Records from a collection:
========================================================================
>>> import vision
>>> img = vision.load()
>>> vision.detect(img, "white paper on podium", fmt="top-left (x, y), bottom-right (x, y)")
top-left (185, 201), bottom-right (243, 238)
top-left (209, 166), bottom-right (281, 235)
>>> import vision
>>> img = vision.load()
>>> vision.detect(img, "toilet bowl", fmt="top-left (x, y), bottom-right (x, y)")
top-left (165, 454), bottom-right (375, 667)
========================================================================
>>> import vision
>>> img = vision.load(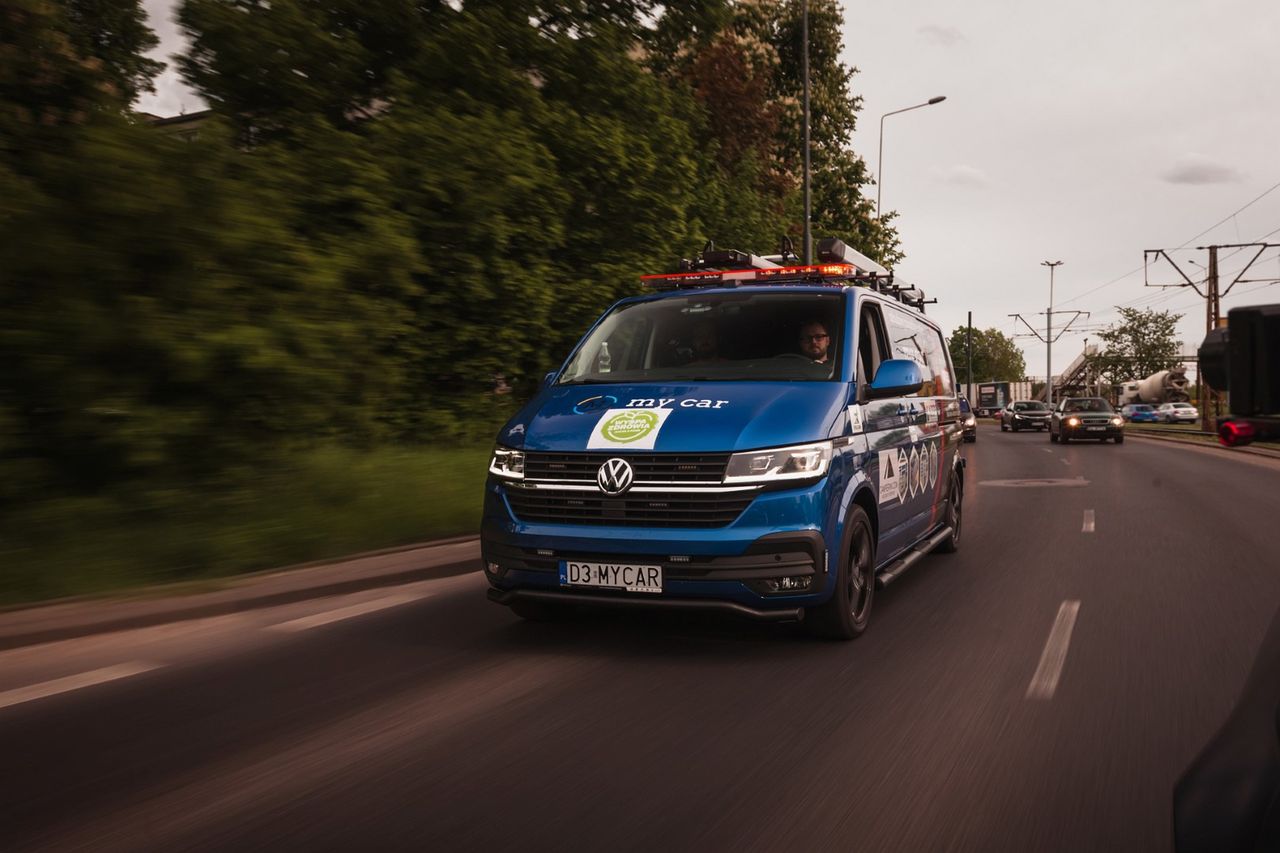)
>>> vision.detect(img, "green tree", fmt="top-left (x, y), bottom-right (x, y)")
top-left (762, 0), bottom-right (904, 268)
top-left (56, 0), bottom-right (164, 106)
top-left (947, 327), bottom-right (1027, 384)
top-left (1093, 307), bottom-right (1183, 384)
========================================================================
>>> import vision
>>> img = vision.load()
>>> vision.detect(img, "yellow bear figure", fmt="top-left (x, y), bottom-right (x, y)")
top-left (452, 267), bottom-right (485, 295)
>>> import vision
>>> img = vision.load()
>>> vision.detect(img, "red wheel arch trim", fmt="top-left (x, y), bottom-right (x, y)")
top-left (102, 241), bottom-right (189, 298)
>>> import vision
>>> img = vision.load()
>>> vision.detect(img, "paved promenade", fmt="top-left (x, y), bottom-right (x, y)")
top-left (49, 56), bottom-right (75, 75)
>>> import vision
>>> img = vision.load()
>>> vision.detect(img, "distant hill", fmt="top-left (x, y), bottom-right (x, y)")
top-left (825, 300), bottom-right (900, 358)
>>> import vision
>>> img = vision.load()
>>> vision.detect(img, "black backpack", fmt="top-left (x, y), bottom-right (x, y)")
========================================================================
▶ What needs to be done: Identify every line in the data above that contains the string "detect", and copy each such line. Case counts.

▶ Solution for this problem:
>>> vision.detect(img, "white paper on podium", fmt="top-left (x, y), bottom-right (x, y)")
>>> vision.detect(img, "toilet bowl", fmt="top-left (x, y), bottom-right (x, y)")
>>> vision.detect(img, "green tree", fmt="top-left (x, y), bottom-right (x, y)")
>>> vision.detect(img, "yellow bear figure", fmt="top-left (x, y), bottom-right (x, y)")
>>> vision.detect(img, "red wheel arch trim", fmt="top-left (x, y), bottom-right (x, y)")
>>> vision.detect(img, "paved promenade", fmt="top-left (x, y), bottom-right (x, y)")
>>> vision.detect(img, "distant hill", fmt="top-left (x, y), bottom-right (x, y)")
>>> vision.detect(img, "black backpack", fmt="top-left (x, y), bottom-right (x, y)")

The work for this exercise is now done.